Task brief
Quote, word for word, every line starting at the line that contains "Each instance receives one keypoint. Mark the white-framed" and ending with the last line of the records; include both of these lines and no others.
═══ Stored data ═══
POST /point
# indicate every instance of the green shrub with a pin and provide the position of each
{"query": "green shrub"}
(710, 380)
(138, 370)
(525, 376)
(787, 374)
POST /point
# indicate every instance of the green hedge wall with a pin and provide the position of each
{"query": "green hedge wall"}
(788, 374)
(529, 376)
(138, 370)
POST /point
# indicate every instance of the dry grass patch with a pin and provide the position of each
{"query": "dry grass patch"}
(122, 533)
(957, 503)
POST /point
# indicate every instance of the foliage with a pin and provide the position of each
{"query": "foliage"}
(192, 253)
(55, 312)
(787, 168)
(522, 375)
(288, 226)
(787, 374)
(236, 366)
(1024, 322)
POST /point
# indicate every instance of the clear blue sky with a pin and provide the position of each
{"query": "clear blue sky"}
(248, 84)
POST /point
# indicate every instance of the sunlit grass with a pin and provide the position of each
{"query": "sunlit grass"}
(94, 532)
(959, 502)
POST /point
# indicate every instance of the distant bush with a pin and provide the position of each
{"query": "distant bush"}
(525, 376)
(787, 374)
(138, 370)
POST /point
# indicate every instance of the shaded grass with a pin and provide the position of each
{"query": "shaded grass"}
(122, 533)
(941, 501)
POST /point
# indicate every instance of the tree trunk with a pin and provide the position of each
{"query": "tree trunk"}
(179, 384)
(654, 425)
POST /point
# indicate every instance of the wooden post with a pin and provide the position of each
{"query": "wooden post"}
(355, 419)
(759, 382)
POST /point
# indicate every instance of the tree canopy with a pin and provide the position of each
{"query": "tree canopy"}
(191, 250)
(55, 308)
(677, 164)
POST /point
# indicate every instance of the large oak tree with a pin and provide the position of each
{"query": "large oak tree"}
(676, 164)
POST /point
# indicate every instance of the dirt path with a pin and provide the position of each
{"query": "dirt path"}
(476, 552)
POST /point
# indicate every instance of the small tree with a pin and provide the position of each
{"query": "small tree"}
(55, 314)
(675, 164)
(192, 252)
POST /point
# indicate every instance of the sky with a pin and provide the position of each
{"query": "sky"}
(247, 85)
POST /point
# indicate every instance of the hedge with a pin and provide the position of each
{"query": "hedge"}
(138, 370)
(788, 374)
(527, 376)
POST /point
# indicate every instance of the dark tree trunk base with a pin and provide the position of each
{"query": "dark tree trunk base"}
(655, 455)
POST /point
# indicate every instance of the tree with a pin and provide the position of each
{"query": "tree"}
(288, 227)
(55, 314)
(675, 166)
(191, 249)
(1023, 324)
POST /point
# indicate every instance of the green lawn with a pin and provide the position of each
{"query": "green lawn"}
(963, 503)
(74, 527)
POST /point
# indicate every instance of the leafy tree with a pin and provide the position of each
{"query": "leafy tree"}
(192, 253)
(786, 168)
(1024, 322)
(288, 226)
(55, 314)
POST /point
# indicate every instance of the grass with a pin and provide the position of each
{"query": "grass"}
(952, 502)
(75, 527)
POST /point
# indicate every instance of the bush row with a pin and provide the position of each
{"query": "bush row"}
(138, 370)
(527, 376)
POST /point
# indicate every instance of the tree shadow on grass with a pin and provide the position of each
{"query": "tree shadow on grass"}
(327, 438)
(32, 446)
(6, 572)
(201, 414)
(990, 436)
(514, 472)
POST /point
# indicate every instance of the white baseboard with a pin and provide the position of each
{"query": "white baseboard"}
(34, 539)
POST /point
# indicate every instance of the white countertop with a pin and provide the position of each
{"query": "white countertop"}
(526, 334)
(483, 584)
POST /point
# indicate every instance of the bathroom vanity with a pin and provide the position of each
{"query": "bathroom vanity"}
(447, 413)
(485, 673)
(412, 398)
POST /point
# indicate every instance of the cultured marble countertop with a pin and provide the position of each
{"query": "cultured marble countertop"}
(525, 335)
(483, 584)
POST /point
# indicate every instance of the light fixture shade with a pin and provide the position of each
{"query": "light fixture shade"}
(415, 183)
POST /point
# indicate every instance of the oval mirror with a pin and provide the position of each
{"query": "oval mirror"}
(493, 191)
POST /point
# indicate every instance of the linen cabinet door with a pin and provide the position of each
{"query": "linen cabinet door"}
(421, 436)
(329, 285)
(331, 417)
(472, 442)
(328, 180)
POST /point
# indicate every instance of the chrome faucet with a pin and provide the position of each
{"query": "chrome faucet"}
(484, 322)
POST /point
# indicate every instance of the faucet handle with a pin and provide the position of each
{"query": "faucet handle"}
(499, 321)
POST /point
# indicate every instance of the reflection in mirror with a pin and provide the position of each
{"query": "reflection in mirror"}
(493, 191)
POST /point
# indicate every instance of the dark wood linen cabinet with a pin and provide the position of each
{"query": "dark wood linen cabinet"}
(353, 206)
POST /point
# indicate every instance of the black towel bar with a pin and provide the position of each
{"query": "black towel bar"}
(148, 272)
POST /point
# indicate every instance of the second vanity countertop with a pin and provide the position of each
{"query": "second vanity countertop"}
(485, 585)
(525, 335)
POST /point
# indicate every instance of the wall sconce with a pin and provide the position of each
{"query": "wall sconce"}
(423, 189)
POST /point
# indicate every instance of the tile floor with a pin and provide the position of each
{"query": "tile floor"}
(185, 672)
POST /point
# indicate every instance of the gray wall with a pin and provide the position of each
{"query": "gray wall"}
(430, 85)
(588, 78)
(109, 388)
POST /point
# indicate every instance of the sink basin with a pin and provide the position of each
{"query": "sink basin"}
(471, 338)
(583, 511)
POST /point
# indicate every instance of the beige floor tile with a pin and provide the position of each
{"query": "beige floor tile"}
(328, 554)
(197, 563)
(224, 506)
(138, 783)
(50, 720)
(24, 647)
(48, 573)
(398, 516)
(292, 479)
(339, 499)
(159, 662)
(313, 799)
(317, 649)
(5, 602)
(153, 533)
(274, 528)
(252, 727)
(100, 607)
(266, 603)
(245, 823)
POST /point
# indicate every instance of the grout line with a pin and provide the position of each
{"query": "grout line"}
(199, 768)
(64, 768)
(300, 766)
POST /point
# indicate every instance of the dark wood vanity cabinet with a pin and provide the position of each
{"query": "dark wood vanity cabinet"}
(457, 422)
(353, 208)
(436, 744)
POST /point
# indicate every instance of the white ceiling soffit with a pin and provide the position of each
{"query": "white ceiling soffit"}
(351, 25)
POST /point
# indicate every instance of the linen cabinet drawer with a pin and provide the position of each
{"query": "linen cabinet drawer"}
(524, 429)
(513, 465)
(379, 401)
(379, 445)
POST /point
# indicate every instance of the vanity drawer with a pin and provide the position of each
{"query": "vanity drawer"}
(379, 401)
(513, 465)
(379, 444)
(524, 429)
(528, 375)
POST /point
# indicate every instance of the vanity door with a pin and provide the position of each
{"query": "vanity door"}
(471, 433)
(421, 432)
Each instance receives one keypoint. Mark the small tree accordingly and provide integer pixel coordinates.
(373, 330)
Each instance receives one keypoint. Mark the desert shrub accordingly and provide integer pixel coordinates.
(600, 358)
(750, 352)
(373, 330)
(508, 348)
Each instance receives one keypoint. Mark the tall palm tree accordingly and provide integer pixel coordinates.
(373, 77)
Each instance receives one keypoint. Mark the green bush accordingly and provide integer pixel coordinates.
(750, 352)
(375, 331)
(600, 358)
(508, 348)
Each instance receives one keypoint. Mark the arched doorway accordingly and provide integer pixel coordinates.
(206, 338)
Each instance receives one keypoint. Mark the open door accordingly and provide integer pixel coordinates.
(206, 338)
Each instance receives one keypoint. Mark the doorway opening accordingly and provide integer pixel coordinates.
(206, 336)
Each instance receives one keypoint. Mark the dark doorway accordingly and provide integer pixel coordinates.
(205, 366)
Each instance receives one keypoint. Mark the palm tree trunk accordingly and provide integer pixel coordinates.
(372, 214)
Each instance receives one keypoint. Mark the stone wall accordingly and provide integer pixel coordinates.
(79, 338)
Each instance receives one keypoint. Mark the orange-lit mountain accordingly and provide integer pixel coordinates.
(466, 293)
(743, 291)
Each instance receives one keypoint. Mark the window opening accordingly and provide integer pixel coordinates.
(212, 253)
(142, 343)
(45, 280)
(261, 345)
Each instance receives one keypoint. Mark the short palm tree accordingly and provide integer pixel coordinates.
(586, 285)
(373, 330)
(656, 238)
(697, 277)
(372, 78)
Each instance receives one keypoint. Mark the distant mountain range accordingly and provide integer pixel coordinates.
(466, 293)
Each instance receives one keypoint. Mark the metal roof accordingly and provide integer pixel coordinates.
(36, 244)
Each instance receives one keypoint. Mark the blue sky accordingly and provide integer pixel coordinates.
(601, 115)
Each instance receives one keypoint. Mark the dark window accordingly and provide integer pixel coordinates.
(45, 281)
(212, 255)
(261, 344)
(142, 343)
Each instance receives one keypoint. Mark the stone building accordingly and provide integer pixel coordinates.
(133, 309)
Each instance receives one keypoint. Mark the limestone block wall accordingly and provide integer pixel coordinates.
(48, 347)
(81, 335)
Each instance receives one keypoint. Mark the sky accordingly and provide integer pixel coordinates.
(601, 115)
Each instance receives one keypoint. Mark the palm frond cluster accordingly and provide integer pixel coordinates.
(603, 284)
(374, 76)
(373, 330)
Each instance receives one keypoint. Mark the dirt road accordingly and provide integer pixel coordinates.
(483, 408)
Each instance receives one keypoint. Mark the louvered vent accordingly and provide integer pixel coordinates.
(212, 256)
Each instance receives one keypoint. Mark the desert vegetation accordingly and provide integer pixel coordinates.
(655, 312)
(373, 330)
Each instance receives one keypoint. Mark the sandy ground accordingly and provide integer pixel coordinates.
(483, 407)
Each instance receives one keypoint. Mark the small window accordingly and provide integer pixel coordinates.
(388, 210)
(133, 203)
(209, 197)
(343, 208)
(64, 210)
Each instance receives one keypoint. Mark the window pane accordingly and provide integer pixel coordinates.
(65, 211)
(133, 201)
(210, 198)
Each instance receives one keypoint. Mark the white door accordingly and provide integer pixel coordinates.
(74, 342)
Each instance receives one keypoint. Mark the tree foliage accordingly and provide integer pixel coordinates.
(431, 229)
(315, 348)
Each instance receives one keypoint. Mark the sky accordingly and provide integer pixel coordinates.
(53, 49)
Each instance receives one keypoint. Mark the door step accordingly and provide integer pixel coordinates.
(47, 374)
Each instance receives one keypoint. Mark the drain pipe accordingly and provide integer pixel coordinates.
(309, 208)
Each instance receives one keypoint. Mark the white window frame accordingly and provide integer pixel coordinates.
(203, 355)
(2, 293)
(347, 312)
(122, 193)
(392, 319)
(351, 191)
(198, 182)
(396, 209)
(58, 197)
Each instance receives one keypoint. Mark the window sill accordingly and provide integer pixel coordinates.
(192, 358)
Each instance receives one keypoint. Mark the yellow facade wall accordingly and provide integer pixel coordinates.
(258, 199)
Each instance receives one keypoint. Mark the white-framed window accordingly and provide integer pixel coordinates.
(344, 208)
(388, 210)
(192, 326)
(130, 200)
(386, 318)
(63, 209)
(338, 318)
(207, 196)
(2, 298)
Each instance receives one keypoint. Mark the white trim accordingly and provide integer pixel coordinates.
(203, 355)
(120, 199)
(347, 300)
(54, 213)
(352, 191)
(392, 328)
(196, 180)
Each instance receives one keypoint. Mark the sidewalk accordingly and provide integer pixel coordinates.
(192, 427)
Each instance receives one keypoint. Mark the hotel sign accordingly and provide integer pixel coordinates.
═══
Result of the exercise
Each instance receives one keypoint. Mark the white-framed window accordingly and provide integer pixel coordinates.
(344, 208)
(388, 210)
(192, 326)
(130, 200)
(386, 318)
(63, 209)
(338, 318)
(207, 196)
(2, 298)
Each instance receives one keypoint. Mark the white trim accordingly and provide integer pixel coordinates.
(203, 355)
(120, 199)
(347, 300)
(54, 213)
(352, 191)
(392, 328)
(196, 180)
Each instance receives one keypoint. Mark the sidewalk accordingly and provide integer pixel coordinates.
(192, 427)
Each instance receives one keypoint. Mark the hotel sign accordingly and provide integer pixel coordinates.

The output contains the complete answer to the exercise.